**Activity:**
Write out only the lines from the start of the entries up to and including the line with "Query: rough earth ceiling"; please skip the pictures.
----------
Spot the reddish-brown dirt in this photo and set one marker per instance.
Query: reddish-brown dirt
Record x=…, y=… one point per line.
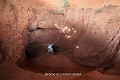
x=61, y=62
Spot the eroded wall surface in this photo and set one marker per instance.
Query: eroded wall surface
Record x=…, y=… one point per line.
x=97, y=29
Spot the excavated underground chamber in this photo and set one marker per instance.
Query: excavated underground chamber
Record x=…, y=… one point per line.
x=83, y=44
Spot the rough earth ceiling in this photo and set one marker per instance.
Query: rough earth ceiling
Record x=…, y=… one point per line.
x=55, y=4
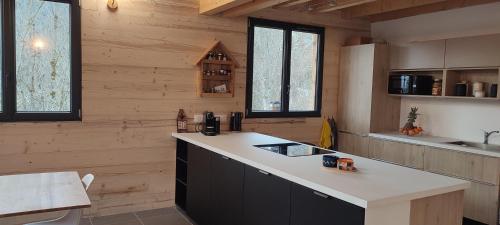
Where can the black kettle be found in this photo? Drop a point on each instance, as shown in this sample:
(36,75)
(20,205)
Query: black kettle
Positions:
(235,121)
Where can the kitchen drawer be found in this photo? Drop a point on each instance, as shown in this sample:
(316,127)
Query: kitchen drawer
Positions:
(396,152)
(310,207)
(464,165)
(481,203)
(266,198)
(353,144)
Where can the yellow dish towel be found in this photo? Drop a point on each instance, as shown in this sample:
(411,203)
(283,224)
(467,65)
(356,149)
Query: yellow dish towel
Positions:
(325,140)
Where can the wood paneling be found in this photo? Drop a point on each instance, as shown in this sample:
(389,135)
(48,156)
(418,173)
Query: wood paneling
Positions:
(364,105)
(394,9)
(137,73)
(356,80)
(418,55)
(479,51)
(353,144)
(438,210)
(465,165)
(396,152)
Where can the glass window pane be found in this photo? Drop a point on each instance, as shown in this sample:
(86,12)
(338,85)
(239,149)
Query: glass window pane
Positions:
(267,69)
(303,71)
(43,46)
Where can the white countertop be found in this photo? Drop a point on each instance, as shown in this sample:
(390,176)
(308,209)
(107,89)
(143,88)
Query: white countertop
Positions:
(432,141)
(374,184)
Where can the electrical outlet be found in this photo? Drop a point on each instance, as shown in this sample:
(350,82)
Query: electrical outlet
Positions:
(198,118)
(223,118)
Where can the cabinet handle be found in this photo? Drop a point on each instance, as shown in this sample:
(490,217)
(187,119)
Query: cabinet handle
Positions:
(263,172)
(321,194)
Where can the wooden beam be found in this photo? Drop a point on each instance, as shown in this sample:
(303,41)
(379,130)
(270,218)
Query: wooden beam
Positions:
(252,7)
(384,6)
(212,7)
(344,5)
(294,3)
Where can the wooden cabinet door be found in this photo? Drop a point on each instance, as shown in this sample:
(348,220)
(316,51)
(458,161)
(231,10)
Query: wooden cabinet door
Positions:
(464,165)
(353,144)
(312,207)
(266,198)
(198,185)
(419,55)
(398,153)
(356,79)
(481,203)
(226,190)
(482,51)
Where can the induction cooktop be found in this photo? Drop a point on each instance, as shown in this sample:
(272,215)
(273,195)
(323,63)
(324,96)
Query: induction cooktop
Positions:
(293,149)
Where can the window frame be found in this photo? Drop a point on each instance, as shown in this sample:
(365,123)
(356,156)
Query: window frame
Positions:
(287,28)
(8,76)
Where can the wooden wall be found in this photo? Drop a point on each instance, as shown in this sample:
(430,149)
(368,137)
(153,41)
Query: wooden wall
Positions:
(137,73)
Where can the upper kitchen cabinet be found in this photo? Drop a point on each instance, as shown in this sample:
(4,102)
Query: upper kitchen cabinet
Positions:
(482,51)
(418,55)
(364,105)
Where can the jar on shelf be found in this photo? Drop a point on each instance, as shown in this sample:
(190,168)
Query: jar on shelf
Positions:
(437,87)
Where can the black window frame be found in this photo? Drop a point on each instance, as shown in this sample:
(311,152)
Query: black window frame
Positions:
(8,76)
(288,28)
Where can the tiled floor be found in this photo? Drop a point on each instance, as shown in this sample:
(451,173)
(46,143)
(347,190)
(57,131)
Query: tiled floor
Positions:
(166,216)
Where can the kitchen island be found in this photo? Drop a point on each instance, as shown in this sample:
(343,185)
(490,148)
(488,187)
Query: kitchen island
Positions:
(226,180)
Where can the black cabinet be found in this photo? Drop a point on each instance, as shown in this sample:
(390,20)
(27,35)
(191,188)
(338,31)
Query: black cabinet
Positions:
(226,190)
(312,207)
(181,174)
(266,199)
(198,188)
(216,190)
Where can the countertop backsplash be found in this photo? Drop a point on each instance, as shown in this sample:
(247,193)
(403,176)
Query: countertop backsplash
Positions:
(460,119)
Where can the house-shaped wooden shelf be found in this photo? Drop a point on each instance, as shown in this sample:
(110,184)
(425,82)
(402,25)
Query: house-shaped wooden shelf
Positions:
(216,72)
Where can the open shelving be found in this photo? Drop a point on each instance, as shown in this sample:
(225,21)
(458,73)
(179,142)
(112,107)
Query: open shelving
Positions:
(451,76)
(214,72)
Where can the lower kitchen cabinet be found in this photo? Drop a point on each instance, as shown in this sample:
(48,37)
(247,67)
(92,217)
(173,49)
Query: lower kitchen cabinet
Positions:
(312,207)
(198,189)
(266,198)
(481,200)
(226,190)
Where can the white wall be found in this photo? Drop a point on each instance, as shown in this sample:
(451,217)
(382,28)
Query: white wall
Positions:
(448,118)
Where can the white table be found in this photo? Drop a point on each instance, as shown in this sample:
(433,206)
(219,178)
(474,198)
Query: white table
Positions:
(41,192)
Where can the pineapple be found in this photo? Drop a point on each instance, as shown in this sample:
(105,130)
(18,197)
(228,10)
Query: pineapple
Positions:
(410,128)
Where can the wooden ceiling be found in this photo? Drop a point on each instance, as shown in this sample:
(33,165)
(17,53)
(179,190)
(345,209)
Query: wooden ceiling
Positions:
(372,10)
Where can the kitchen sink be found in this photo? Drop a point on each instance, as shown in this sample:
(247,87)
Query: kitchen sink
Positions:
(476,145)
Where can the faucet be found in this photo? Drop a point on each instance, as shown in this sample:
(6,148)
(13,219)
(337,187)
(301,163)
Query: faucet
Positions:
(488,134)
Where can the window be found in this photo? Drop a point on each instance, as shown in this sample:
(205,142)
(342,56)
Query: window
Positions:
(284,69)
(41,60)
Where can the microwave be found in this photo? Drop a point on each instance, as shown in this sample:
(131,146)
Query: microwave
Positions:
(409,84)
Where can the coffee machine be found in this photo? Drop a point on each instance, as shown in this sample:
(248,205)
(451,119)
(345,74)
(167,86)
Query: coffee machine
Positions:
(211,124)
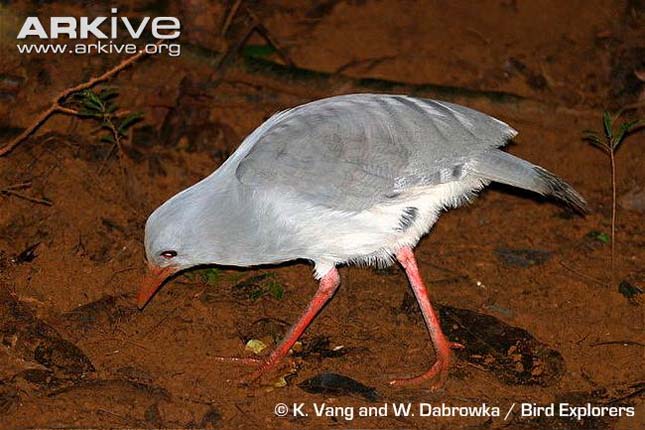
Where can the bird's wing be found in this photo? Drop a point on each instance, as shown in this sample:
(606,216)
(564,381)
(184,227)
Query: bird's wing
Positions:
(352,152)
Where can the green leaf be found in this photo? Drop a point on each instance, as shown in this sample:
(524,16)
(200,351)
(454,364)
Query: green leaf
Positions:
(599,236)
(622,130)
(107,93)
(607,122)
(86,113)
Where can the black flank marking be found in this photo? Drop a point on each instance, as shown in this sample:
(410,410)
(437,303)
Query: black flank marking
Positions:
(408,217)
(458,172)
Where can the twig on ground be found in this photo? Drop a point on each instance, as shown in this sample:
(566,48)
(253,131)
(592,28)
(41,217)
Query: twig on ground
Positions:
(11,190)
(266,34)
(229,17)
(56,106)
(582,275)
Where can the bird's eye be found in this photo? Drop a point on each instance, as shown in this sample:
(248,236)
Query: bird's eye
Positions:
(169,254)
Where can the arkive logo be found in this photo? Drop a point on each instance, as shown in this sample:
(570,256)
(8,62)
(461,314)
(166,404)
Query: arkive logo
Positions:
(104,29)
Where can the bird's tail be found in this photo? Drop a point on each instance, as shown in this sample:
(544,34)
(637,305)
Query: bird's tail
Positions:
(502,167)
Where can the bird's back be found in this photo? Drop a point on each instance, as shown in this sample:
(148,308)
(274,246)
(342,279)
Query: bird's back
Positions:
(352,152)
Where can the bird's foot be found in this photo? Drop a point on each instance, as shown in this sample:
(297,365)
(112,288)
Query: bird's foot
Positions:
(438,373)
(248,361)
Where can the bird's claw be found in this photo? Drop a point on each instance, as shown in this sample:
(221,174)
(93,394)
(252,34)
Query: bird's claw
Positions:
(248,361)
(438,373)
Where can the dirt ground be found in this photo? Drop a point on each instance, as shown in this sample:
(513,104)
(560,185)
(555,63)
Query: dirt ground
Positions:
(522,281)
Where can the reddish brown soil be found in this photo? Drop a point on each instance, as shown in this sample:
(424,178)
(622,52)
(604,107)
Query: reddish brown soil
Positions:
(156,368)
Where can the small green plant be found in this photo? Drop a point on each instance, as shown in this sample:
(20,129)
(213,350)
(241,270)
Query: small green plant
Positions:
(209,276)
(259,286)
(101,106)
(612,136)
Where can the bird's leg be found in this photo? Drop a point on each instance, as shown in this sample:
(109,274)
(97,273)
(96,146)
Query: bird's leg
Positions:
(328,286)
(443,347)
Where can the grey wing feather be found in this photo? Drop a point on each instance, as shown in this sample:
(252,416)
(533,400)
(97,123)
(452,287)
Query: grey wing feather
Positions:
(502,167)
(352,152)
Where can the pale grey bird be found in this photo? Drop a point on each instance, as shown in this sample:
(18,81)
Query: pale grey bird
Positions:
(350,179)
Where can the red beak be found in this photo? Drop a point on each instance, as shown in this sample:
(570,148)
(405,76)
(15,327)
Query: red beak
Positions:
(152,282)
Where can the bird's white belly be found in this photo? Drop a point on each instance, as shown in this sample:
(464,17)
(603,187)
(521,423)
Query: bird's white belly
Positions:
(372,237)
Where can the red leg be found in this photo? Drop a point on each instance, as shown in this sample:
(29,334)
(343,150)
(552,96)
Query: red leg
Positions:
(442,346)
(328,286)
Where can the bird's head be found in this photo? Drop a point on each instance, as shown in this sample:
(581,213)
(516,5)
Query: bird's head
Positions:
(169,248)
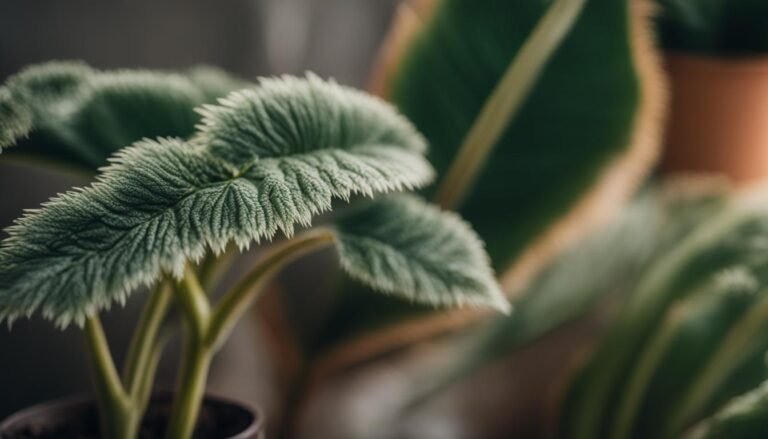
----------
**Reply:**
Spot the reddish-brown dirt in this photo and set one marker per instance.
Query: reddish-brown dirt
Record x=…, y=… one point per line.
x=61, y=62
Spot the eroded wall surface in this photo and set one marker per instance.
Query: eroded wall surface
Record x=…, y=… one point per line.
x=97, y=29
Spot the excavated underground chamber in this photo and set one marker per instance.
Query: excavated underground chamber
Record x=…, y=… one point per line.
x=83, y=44
Spot the rough earth ceiling in this photo and set one marker per instance.
Query: rough earth ceiling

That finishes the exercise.